Location: Mexican War Streets
1,584 posts, read 2,094,276 times
Reputation: 1389
Quote:
Originally Posted by h_curtis View Post
The effects are not meant to be a dated item. If 50 WAS the number, it is still part of the byproduct of PAT's failures. I don't have a running number. I do know that purchases were down 3.5% on average from the STATE run liquor rip off business! Mr. Smalls is a real life experience and they had to get bailed out by a friend. More debt due to that tax. Means nothing to you, but it create a bad business climate. If it was 10 bars that closed, is that no big deal? People are losing their livelihoods due to PAT's incompetence and promises that it can't keep. A toll road on I-80 to bail out stupidity? How much waste is there at PAT? Should drivers EVER make $80K a year? Come on! Sorry, they drive a bus. Really almost ANYONE can do it that has a drivers license. Now we have these huge fixed costs, the pensions to deal with. What can be done? Less routes? Hiring freeze? New taxes to destroy businesses? Finding more taxes to make things worse? Bottom line is, you are trying to attack my whole view by wondering how many bars closed. How about ONE! I don't care. The model of raising costs and finding other ways of raising money be support a foolish promise is the problem. What do you think can be done? Do you have an answer? I don't agree with penalizing an industry (bar's/restaurants) because of a failure of another industry. That is logically unfair! It really should be illegal. If you are going to penalize anyone, it should be ALL, not one industry. We the people somehow let that pension mess fly. The media didn't do their job and they didn't show us the mess. Of course they are all driving and not taking a bus, so they probably couldn't care less.
I just wanted to know if you had evidence on which you've based your opinions or merely anecdotes and biases. Based on your responses I have my answer. Thanks.

**REQUIREMENTS:**
#1 In the forum excerpt, by what average percentage were purchases said to be down from the state-run liquor business?
#2 From the forum excerpt, extract the text between "I just wanted" and "my answer. Thanks.", inclusive.
The entries that come next have no connection to the forum excerpt.

Stored items
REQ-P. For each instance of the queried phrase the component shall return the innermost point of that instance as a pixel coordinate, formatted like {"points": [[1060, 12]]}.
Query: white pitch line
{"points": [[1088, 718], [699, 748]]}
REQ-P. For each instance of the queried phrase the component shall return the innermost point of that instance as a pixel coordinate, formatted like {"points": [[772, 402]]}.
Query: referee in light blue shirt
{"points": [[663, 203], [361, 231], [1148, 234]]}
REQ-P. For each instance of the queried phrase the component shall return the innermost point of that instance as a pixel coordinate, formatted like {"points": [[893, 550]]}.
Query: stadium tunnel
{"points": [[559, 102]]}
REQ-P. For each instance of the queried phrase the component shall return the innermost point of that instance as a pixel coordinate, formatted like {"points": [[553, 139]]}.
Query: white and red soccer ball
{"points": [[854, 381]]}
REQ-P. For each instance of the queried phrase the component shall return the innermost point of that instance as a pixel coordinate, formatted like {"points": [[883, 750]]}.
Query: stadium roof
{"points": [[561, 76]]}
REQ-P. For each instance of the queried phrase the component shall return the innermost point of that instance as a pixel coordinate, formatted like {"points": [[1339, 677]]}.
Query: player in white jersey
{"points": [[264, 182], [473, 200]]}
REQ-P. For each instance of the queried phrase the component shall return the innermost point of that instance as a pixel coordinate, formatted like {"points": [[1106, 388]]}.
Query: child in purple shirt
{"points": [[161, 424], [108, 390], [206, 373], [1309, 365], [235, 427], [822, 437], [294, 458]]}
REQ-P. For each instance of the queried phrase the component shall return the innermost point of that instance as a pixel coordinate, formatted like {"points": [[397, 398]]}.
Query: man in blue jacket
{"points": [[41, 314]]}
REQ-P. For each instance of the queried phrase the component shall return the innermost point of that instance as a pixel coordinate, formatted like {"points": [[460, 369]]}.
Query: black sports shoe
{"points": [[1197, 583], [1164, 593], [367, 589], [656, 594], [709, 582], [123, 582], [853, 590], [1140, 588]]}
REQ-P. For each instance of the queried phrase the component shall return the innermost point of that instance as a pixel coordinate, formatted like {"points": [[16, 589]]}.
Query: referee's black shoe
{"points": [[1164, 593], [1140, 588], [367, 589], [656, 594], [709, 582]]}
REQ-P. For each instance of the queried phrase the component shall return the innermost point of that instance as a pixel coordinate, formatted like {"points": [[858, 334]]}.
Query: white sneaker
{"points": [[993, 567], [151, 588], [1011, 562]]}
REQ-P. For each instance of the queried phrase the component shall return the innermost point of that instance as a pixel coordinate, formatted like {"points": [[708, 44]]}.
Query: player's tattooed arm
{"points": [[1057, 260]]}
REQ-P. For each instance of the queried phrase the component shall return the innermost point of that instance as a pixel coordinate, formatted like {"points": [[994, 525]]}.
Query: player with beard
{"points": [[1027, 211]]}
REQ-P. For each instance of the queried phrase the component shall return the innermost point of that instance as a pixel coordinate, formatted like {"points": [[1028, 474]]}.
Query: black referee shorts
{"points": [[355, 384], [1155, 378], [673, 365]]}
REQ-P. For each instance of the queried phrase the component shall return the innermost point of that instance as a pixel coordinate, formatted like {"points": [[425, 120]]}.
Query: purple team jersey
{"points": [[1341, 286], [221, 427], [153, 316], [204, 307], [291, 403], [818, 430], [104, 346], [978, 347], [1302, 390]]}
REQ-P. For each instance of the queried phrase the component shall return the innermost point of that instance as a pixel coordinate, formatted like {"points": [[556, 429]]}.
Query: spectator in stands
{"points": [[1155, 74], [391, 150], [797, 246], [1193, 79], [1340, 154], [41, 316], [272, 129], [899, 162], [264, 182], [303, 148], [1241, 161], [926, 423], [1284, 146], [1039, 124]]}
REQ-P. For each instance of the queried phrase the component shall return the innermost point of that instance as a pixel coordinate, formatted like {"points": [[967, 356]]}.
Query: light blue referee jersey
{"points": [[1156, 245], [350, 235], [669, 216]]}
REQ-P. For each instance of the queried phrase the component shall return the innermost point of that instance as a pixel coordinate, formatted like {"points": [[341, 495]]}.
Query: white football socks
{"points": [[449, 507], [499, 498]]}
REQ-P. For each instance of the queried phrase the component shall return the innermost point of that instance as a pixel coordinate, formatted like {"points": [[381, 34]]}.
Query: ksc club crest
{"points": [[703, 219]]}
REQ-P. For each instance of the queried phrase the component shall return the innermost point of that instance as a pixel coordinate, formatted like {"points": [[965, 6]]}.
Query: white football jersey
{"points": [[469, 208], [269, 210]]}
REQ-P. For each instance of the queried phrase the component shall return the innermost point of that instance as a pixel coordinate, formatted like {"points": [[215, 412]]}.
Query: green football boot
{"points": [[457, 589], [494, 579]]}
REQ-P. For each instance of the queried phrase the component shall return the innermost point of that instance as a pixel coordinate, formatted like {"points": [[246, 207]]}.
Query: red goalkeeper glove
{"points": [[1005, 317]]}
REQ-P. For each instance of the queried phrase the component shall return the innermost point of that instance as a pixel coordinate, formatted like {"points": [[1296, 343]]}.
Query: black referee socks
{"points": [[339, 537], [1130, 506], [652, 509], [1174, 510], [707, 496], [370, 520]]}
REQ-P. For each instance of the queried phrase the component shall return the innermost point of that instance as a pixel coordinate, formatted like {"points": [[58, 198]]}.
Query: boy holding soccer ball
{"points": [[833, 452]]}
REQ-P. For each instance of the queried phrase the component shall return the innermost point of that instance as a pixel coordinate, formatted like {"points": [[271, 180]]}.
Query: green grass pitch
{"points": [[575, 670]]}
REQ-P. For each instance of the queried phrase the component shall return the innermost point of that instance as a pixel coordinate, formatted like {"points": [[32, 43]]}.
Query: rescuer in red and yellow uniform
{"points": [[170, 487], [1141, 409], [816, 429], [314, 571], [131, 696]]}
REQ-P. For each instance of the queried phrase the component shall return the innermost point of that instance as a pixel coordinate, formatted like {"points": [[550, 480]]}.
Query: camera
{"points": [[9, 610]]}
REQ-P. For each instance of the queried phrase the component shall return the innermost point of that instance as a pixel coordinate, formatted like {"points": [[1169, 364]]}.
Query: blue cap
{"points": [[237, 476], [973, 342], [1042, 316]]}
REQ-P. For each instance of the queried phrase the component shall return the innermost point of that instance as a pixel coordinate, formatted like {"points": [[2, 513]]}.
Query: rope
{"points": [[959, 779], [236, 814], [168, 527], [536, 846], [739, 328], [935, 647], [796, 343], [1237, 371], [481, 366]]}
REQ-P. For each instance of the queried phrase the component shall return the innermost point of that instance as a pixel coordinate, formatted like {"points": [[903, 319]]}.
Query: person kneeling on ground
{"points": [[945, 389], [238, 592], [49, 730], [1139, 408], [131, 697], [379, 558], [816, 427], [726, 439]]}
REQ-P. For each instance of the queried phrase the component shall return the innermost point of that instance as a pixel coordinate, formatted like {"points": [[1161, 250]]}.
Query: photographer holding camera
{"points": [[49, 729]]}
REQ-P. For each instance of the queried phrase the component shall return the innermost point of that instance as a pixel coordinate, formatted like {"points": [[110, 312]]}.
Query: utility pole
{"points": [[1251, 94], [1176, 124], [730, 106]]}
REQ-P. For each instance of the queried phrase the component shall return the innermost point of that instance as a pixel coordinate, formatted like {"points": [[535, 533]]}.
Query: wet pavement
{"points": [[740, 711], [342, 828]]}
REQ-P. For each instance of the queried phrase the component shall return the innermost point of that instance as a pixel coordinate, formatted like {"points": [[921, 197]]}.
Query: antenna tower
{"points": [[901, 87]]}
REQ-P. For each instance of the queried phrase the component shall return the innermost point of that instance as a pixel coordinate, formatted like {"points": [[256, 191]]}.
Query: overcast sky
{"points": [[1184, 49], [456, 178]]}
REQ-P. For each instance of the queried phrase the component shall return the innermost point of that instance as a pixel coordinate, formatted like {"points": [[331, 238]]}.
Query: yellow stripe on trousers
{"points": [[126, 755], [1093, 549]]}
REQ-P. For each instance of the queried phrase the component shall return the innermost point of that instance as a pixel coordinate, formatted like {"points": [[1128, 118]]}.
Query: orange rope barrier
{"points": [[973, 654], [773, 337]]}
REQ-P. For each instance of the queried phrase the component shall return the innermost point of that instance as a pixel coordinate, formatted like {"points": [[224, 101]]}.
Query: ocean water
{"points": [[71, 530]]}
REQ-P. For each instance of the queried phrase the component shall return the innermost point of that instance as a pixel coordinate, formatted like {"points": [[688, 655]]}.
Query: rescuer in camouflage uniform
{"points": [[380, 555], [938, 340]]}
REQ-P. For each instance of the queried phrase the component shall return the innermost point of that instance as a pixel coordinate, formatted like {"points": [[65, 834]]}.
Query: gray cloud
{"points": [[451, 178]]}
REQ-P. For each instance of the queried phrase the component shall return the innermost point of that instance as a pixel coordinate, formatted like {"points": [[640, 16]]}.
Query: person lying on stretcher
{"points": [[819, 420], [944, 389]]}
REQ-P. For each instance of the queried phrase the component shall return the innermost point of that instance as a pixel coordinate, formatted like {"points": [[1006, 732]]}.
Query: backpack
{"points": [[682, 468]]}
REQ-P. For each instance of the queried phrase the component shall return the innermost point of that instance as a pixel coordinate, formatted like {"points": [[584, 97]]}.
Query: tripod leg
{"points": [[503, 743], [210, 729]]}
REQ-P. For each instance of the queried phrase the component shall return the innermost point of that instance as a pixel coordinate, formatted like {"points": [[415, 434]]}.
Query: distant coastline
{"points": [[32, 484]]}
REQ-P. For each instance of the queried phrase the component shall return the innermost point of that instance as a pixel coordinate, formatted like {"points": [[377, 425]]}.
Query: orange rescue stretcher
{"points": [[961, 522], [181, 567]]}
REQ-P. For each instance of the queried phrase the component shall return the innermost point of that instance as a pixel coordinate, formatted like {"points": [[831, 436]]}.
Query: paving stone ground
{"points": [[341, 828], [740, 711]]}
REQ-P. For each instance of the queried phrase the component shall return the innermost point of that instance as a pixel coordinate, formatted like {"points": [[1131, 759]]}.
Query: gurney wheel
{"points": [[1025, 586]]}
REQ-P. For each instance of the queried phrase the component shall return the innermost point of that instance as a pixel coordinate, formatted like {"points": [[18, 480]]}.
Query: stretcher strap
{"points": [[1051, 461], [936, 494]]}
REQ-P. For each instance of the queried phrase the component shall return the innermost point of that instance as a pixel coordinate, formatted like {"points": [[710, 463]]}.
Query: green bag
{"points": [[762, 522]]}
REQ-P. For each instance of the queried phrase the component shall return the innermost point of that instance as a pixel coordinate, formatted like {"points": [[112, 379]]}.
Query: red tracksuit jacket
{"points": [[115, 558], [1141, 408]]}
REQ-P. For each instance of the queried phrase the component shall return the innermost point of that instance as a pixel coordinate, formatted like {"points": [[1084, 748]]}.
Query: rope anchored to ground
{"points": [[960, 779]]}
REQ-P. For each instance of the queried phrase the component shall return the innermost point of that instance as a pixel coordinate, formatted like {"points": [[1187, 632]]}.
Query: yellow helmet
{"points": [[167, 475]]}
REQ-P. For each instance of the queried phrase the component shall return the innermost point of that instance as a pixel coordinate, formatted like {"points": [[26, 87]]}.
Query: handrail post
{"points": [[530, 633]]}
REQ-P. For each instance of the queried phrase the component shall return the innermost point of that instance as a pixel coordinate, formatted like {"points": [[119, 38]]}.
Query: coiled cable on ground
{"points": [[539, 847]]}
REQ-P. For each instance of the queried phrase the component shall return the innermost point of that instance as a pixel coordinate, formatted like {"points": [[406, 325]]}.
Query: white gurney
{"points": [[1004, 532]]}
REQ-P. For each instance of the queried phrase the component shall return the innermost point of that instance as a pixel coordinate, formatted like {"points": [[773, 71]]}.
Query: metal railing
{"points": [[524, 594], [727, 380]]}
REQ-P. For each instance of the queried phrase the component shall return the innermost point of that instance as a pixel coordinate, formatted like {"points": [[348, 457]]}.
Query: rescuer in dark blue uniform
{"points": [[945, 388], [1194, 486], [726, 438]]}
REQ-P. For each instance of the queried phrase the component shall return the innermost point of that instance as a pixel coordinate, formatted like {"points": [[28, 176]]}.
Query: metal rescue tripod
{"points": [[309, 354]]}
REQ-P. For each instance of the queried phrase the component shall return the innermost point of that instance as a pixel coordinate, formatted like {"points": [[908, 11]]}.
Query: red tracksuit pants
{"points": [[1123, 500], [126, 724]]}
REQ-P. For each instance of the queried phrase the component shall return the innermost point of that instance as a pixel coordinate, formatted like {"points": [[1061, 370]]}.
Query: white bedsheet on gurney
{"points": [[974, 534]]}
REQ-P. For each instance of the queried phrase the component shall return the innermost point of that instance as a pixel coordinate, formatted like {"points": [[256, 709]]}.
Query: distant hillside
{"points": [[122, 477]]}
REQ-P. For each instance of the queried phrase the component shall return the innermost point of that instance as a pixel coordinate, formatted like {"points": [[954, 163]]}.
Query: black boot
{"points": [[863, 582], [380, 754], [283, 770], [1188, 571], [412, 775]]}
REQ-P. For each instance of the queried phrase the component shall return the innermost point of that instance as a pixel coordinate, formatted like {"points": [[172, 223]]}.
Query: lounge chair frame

**ANSWERS TO THE PROBLEMS:**
#1 3.5%

#2
I just wanted to know if you had evidence on which you've based your opinions or merely anecdotes and biases. Based on your responses I have my answer. Thanks.